**SOURCE:**

"""

Fingerprint analysisWhen the U.S. military rounded up suspected terrorists in a raid in Iraq early last year, they booked and fingerprinted them using the same tools police in the U.S. use to check criminal backgrounds. The prints were logged, digitized, and sent through a secure network to the FBI’s massive fingerprint database in rural West Virginia, where they were added and compared to more than 49 million sets of prints already on file.

By sending the prints to our Integrated Automated Fingerprint Identification System (IAFIS), soldiers could find out within two hours if any detainees had criminal histories in the U.S. They were also seeding a growing biometric database of suspected terrorists, making it harder for suspects to deny their identities or try to change them.

Now if any of the suspects try to enter the U.S., they will be flagged.

Of the suspects in the round-up in Iraq, 44 had criminal records in the U.S.; two were sought on federal warrants.

“Does that make America sleep better? Well, it should,” said David Shepard, an FBI supervisory special agent who helped link the Department of Defense to our Criminal Justice Information Services (CJIS) Division, home to IAFIS. Dozens of FBI agents and support personnel spent several years building the biometric link between the Bureau and the military.

Based in part on the success of efforts to plug the military into our fingerprint database, the DoD last summer created its own biometric database, the Automated Biometric Identification System (ABIS), which is modeled on IAFIS. Prints sent to ABIS are also sifted through IAFIS, where they are screened for “priors” and compared to the FBI’s most-wanted terrorists list.

"""

A run of records:
"""

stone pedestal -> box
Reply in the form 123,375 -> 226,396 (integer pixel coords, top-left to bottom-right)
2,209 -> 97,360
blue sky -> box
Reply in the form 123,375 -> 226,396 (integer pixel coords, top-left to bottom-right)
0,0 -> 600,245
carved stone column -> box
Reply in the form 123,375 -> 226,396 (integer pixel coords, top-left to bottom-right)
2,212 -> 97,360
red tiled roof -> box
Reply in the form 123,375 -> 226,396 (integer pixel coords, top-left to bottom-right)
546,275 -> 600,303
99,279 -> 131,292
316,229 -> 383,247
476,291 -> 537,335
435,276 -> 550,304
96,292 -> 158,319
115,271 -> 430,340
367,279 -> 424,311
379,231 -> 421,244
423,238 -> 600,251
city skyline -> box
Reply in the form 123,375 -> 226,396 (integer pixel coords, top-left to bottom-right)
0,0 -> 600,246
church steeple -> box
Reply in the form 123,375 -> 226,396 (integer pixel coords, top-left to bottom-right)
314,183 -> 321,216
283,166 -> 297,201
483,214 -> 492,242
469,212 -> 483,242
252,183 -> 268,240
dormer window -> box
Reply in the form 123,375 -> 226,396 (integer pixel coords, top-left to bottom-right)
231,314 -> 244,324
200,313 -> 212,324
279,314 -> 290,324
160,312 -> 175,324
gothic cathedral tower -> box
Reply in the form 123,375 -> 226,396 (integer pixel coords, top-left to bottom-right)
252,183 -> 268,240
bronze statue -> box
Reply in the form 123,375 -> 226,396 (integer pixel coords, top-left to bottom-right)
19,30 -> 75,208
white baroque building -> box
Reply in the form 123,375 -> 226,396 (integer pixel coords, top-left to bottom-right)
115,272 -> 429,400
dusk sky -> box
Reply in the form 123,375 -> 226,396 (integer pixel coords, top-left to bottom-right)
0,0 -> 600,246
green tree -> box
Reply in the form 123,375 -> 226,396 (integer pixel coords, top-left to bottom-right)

"""

**COMPLETE THE FOLLOWING:**
**a)** Translate this sentence from the fingerprint analysis text into Spanish: "Now if any of the suspects try to enter the U.S., they will be flagged."
**b)** List every full name in the fingerprint analysis text that is followed by its acronym in parentheses, giving each acronym too.

**TASK-BY-TASK SOLUTIONS:**
**a)** Ahora, si alguno de los sospechosos intenta entrar en Estados Unidos, será señalado.

**b)**
- Integrated Automated Fingerprint Identification System (IAFIS)
- Criminal Justice Information Services (CJIS)
- Automated Biometric Identification System (ABIS)